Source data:

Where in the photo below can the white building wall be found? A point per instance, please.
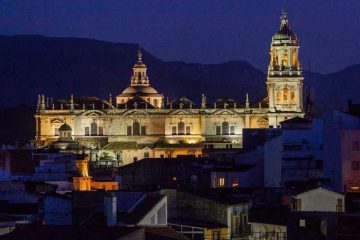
(320, 200)
(272, 162)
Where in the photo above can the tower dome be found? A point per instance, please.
(140, 86)
(65, 127)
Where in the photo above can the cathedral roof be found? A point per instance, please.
(136, 103)
(284, 32)
(139, 90)
(182, 103)
(65, 127)
(139, 82)
(79, 104)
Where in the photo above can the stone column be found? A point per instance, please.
(247, 121)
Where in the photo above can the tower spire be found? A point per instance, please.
(139, 76)
(139, 54)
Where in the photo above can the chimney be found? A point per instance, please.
(110, 209)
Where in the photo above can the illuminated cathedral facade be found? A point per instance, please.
(139, 123)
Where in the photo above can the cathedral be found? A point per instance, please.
(139, 123)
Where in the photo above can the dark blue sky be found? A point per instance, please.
(206, 31)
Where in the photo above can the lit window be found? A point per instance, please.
(155, 102)
(56, 131)
(355, 165)
(232, 130)
(294, 57)
(136, 128)
(235, 183)
(187, 130)
(129, 130)
(285, 94)
(285, 61)
(218, 130)
(143, 130)
(221, 182)
(278, 96)
(93, 128)
(292, 97)
(355, 146)
(87, 131)
(181, 128)
(225, 128)
(302, 223)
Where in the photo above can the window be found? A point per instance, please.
(225, 128)
(232, 130)
(292, 97)
(136, 128)
(218, 130)
(297, 204)
(173, 130)
(293, 54)
(155, 102)
(285, 94)
(278, 96)
(355, 165)
(187, 130)
(216, 235)
(235, 183)
(93, 128)
(221, 182)
(129, 130)
(355, 146)
(143, 130)
(339, 206)
(285, 61)
(87, 131)
(181, 128)
(319, 164)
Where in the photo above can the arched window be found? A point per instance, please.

### Task details
Your copy should hold each line above exactly and no pictures at all.

### Exercise output
Where in the photo below can the white building wall be found? A point per instance, please.
(320, 200)
(272, 162)
Where in the photo above can the tower dome be found? A point per instance, please.
(140, 86)
(65, 127)
Where in the photo above can the cathedral roof be found? A point per instance, please.
(136, 103)
(284, 32)
(139, 90)
(182, 103)
(65, 127)
(139, 82)
(79, 104)
Where in the photo above can the stone column be found? A point per instance, please.
(247, 121)
Where in the photo above can the tower spire be found? A point per instance, please.
(139, 76)
(139, 54)
Where in the photo above can the chimney be found? A point per instance, please.
(110, 209)
Where in the photo above can the illuminated cathedral facade be found? A point per instance, please.
(139, 123)
Where in the photo above can the cathedral be found? A point per instance, please.
(139, 123)
Where in the photo above can the dark blue sky be found? A point per instance, please.
(206, 31)
Where in the photo above can the lit window be found? A point per instance, please.
(155, 102)
(56, 131)
(355, 165)
(232, 130)
(294, 57)
(136, 128)
(235, 183)
(187, 130)
(129, 130)
(285, 94)
(285, 61)
(218, 130)
(143, 130)
(221, 182)
(278, 96)
(93, 128)
(292, 97)
(355, 146)
(87, 131)
(181, 128)
(225, 128)
(302, 223)
Where in the photo above can the window be found? A point per instance, please.
(225, 128)
(232, 130)
(292, 97)
(136, 128)
(218, 130)
(297, 204)
(173, 130)
(293, 54)
(155, 102)
(285, 94)
(278, 96)
(355, 165)
(187, 130)
(216, 235)
(235, 183)
(93, 128)
(221, 182)
(129, 130)
(355, 146)
(143, 130)
(339, 206)
(285, 61)
(87, 131)
(181, 128)
(319, 164)
Where in the photo above can the arched window be found? A point per instance, please.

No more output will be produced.